Output the records precisely as they stand. Pictures are to be skipped.

* **Stored data**
--
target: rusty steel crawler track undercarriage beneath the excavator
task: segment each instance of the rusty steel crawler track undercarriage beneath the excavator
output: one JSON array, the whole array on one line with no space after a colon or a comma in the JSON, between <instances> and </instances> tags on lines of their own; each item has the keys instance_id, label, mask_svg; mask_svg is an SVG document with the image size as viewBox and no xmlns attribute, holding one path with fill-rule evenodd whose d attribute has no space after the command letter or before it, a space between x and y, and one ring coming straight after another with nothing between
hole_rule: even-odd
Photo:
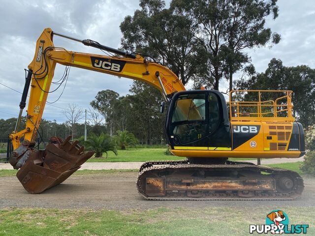
<instances>
[{"instance_id":1,"label":"rusty steel crawler track undercarriage beneath the excavator","mask_svg":"<svg viewBox=\"0 0 315 236\"><path fill-rule=\"evenodd\" d=\"M228 160L191 164L188 159L146 162L136 184L148 200L294 200L304 188L293 171Z\"/></svg>"}]
</instances>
--
* **Written solution**
target: rusty steel crawler track undercarriage beneath the excavator
task: segment each instance of the rusty steel crawler track undercarriage beneath the excavator
output: one JSON array, the whole array on one line with no space after a colon or a comma in the JSON, between <instances> and </instances> tags on lines of their own; each item has the keys instance_id, label, mask_svg; mask_svg is an SVG document with the image size as viewBox and no xmlns attribute, holding one path with fill-rule evenodd whose d attribute has no space after the command letter or before it, a space between x and y, and one ring coming straight after another with nothing between
hole_rule: even-odd
Photo:
<instances>
[{"instance_id":1,"label":"rusty steel crawler track undercarriage beneath the excavator","mask_svg":"<svg viewBox=\"0 0 315 236\"><path fill-rule=\"evenodd\" d=\"M228 160L191 164L188 159L146 162L136 184L148 200L294 200L304 188L293 171Z\"/></svg>"}]
</instances>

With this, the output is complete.